──────── DATA
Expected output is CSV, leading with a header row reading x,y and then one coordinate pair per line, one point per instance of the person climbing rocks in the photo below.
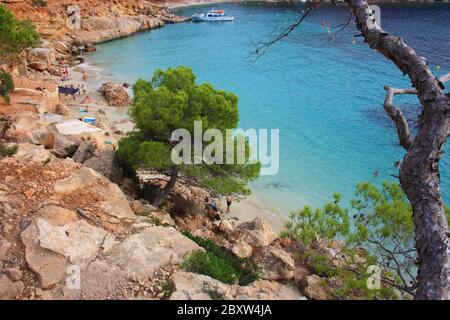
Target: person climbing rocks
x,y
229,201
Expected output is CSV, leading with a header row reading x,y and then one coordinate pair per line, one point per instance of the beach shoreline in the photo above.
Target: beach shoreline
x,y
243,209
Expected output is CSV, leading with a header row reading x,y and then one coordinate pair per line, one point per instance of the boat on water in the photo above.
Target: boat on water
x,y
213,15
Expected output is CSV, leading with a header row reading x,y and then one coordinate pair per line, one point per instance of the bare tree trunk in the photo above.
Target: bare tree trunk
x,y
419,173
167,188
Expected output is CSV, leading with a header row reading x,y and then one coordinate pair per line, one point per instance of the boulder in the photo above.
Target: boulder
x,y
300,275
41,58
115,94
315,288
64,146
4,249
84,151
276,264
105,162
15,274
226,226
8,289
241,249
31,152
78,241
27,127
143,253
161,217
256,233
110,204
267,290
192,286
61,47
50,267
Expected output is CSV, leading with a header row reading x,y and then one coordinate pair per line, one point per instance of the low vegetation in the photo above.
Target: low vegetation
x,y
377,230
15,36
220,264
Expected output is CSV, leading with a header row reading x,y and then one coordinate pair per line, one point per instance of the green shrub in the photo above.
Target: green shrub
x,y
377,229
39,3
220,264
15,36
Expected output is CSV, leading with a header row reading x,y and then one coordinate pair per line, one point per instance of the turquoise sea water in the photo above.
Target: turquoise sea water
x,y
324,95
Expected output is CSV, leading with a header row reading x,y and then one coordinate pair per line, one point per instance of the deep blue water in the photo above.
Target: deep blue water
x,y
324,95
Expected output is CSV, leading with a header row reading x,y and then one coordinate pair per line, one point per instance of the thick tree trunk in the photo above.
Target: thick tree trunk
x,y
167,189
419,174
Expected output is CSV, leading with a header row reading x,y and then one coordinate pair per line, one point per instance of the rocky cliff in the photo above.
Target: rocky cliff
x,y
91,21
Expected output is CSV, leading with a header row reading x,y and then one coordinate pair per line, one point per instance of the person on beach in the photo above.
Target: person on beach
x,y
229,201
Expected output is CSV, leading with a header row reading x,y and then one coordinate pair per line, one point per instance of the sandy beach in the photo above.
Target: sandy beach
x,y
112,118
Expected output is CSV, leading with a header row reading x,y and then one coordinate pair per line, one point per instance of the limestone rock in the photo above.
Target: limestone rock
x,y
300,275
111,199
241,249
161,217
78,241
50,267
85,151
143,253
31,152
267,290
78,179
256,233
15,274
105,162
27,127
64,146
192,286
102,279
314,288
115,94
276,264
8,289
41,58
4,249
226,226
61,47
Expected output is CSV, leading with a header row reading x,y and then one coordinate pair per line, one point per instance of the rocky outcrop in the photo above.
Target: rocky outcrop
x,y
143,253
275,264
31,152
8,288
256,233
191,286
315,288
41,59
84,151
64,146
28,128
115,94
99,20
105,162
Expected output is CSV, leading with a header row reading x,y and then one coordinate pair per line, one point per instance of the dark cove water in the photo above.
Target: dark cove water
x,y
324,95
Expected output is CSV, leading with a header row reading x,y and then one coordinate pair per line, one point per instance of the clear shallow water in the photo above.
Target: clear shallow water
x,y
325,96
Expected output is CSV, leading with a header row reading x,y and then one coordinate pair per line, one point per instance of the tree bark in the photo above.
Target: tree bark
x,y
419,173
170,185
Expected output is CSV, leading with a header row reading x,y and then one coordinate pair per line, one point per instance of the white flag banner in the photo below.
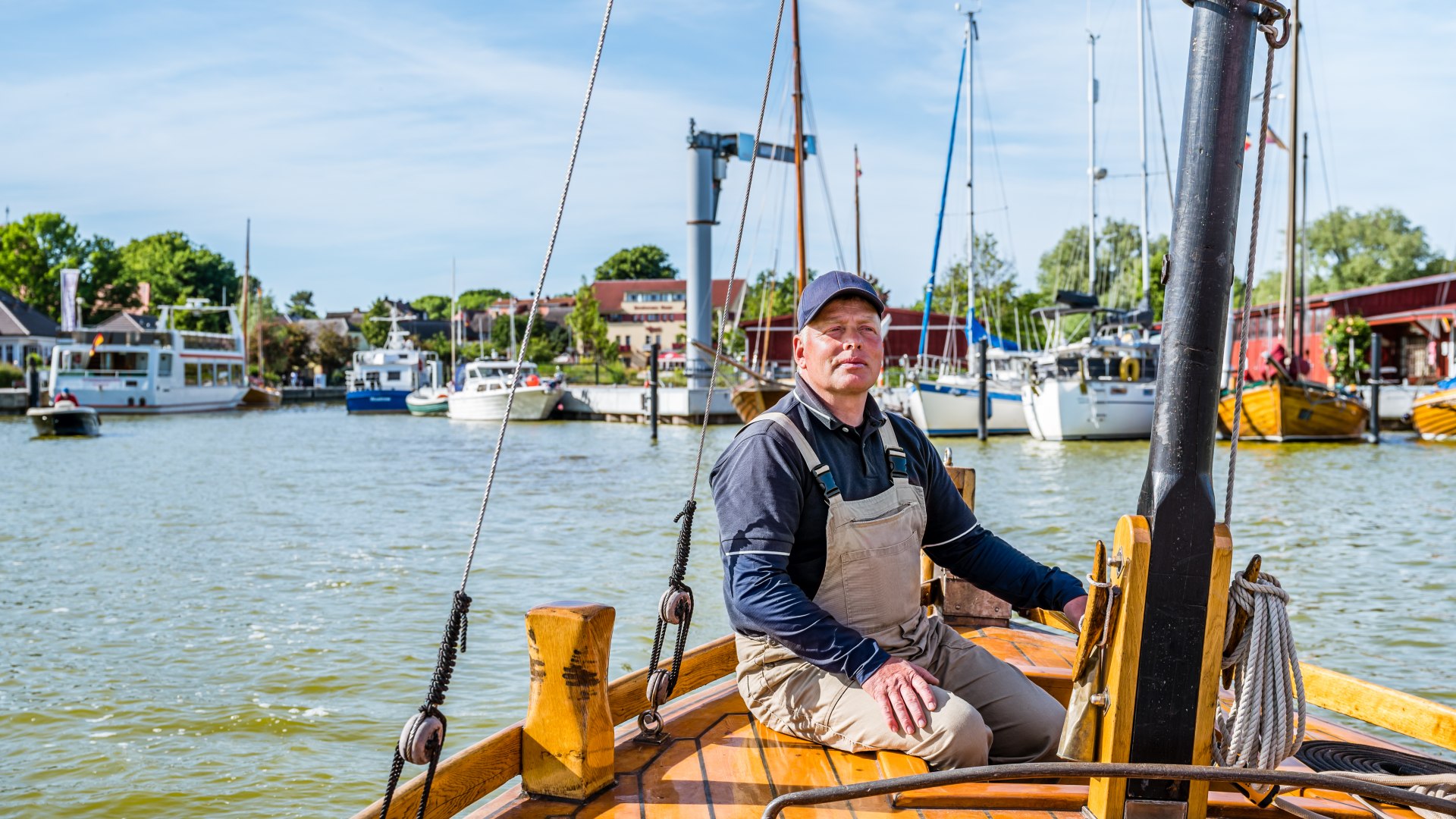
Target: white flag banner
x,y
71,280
────────────────
──────── DATA
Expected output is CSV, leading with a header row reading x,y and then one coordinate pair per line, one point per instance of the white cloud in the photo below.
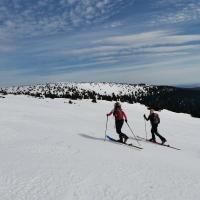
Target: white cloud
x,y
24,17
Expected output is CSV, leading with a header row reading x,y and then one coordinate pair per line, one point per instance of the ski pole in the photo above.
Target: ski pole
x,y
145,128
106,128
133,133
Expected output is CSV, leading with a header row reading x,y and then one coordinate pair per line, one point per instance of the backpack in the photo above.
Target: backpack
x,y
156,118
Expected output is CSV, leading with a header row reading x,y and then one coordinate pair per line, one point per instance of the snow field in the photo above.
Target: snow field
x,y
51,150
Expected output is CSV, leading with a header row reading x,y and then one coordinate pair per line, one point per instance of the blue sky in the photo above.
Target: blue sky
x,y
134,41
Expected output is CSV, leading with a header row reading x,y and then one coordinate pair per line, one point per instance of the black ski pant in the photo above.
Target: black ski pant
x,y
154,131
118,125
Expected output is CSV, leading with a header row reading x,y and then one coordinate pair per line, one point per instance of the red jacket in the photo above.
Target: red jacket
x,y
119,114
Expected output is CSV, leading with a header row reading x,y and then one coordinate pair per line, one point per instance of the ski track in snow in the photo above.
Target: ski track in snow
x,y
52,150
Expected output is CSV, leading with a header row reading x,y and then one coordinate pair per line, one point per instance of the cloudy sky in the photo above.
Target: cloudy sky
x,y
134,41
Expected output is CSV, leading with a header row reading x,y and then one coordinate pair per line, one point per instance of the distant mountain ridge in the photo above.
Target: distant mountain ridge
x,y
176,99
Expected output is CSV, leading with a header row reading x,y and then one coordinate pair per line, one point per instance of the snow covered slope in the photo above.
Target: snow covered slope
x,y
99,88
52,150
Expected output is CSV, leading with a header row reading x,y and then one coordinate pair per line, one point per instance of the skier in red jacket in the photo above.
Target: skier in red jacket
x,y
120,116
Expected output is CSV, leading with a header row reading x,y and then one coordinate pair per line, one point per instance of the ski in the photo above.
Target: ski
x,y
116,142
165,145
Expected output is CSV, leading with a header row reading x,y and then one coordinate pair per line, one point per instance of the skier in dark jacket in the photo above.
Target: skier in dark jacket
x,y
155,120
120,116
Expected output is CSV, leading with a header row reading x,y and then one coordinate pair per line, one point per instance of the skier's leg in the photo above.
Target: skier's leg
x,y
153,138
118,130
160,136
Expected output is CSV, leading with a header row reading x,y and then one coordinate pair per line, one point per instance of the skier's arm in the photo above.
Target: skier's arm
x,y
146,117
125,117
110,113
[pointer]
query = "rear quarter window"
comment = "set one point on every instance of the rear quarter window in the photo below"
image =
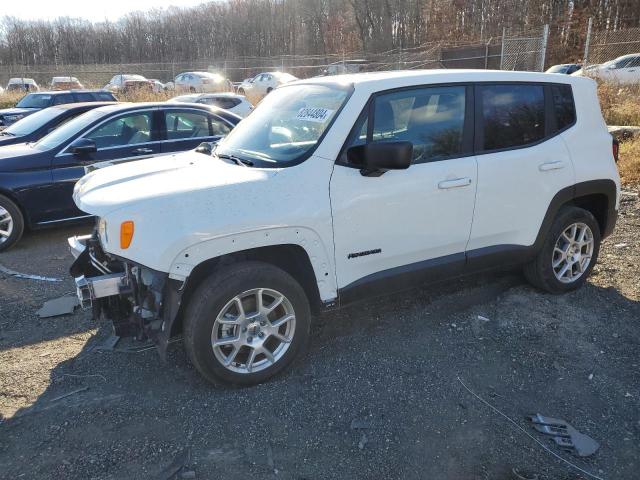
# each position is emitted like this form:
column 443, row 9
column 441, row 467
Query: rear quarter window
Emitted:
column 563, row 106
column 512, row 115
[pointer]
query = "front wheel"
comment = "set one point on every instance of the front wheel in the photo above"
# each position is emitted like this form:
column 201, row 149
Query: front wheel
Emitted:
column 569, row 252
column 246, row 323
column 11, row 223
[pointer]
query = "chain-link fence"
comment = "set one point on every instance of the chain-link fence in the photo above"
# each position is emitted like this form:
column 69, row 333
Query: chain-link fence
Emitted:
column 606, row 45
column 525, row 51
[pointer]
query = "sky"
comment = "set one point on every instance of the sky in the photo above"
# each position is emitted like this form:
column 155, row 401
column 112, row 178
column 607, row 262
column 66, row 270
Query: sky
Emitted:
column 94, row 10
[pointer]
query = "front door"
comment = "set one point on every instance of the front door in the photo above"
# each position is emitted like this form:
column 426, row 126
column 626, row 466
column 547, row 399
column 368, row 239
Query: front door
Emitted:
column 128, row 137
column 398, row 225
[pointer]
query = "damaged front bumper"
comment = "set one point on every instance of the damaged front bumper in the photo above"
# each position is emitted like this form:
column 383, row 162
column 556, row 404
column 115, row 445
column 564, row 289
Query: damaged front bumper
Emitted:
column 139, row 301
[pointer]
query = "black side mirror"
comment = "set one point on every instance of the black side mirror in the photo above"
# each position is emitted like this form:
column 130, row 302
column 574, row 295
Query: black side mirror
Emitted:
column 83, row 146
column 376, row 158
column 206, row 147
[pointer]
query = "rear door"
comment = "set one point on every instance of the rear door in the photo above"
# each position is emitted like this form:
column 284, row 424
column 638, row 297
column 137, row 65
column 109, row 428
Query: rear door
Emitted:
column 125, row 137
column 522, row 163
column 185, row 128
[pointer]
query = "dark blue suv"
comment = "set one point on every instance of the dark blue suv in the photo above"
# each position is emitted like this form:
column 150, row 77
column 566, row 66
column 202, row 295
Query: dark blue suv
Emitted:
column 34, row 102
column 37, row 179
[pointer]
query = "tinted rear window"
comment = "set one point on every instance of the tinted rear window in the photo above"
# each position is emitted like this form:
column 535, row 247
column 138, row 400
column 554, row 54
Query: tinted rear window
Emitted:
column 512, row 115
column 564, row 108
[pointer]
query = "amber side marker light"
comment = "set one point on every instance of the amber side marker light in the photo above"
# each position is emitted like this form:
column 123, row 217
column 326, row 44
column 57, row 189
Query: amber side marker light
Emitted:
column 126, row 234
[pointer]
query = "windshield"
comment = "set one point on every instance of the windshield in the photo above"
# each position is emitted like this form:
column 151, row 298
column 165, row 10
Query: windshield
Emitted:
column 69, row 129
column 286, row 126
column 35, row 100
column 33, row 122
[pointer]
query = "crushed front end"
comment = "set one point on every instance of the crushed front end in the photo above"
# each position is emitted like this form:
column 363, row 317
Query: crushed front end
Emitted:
────────────────
GOAL OF THE EXERCISE: Check each line of the data above for the word "windshield" and copy the ones where it is found.

ANSWER BOX:
query = "windshield"
comment = "set one point on every instance of the windshield in the photo above"
Query: windshield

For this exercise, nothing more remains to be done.